From the text on Ukraine and NATO membership, extract the stretch from "NATO officials responded" through "issued an invitation." word for word.
** BEGIN Given text **
NATO officials responded to the Rada’s action with bland generalities. An alliance spokesman said “we respect the decision,” adding that “Our door is open and Ukraine will become a member of NATO if it so requests and fulfills the standards and adheres to the necessary principles.” Secretary General Jens Stoltenberg told a group of visiting Ukrainian journalists that “Ukraine is a very valued partner of NATO.” State Department spokesman Marie Harf said: “Countries that are willing to contribute to security in the Euro-Atlantic space are welcome to apply for membership.” However, no one actually issued an invitation.
In fact, joining could be counterproductive for Kiev. No doubt some Ukrainians imagine that NATO would protect them from Vladimir Putin, recovering lands lost to Russian-backed separatists and regaining Crimea from Moscow. In theory the world’s most powerful military alliance could do so. But if the consequence was a full-blown war, as is likely, it would be a disaster for Ukraine.
Moreover, capability is not enough. Also required is will. In 2008 Georgians looked to their rear expecting the American military to come to their rescue in their war with Russia. However, President Mikhail Saakashvili learned a painful lesson: U.S. President George W. Bush was willing to visit Tbilisi and whisper sweet assurances in Saakashvili’s ear, but Washington would not fight on Georgia’s behalf. Even most war-happy Neoconservatives did not advocate that step.
** END Given text **
** BEGIN Supplied data **
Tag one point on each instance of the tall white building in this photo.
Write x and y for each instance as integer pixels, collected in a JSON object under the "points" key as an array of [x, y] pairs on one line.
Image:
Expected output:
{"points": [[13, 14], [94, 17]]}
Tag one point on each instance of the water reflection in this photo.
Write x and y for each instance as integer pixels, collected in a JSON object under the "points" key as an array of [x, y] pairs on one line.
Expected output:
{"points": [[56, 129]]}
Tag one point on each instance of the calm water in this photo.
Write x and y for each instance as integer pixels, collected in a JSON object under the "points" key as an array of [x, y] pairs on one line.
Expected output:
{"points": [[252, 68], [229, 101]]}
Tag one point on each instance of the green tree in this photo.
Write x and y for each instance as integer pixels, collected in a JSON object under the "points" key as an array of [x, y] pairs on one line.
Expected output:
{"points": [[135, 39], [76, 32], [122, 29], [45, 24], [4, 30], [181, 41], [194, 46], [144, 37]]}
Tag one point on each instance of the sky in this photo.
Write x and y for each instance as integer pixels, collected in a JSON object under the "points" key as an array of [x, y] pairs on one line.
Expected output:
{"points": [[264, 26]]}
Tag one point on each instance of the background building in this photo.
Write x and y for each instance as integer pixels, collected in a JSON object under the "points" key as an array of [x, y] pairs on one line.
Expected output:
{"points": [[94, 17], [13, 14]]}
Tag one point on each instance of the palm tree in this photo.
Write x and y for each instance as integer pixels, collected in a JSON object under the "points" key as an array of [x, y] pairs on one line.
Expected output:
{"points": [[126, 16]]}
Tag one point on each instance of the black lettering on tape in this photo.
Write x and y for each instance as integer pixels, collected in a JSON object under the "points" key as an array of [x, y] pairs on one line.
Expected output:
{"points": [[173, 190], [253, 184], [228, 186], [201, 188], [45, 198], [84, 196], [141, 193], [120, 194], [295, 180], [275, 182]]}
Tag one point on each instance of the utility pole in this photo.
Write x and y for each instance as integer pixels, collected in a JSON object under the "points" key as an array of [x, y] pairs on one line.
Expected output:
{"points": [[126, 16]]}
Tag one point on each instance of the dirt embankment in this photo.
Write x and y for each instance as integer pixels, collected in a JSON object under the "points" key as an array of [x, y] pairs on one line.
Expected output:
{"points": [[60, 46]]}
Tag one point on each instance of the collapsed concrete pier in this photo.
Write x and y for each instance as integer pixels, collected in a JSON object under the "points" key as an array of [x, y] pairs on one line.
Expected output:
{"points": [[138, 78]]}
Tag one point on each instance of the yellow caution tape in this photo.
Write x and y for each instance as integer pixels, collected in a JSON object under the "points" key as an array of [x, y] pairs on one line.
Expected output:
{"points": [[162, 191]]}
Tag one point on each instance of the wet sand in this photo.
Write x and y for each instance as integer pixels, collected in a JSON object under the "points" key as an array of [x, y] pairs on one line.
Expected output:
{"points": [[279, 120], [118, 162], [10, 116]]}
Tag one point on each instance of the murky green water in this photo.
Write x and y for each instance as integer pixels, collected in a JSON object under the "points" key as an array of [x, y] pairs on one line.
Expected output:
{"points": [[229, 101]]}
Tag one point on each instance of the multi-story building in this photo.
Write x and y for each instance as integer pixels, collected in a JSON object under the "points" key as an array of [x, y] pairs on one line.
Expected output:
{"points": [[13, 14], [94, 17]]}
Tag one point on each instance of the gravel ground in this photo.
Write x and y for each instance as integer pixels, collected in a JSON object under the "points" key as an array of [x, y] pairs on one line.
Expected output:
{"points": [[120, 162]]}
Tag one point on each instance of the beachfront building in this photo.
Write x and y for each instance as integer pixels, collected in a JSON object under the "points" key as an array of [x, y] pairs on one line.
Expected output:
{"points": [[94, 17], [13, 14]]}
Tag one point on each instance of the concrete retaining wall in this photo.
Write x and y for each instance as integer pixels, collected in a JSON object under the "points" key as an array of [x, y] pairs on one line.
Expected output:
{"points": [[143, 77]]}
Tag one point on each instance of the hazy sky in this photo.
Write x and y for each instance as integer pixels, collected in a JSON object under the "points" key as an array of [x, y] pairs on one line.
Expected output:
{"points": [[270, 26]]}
** END Supplied data **
Task solution:
NATO officials responded to the Rada’s action with bland generalities. An alliance spokesman said “we respect the decision,” adding that “Our door is open and Ukraine will become a member of NATO if it so requests and fulfills the standards and adheres to the necessary principles.” Secretary General Jens Stoltenberg told a group of visiting Ukrainian journalists that “Ukraine is a very valued partner of NATO.” State Department spokesman Marie Harf said: “Countries that are willing to contribute to security in the Euro-Atlantic space are welcome to apply for membership.” However, no one actually issued an invitation.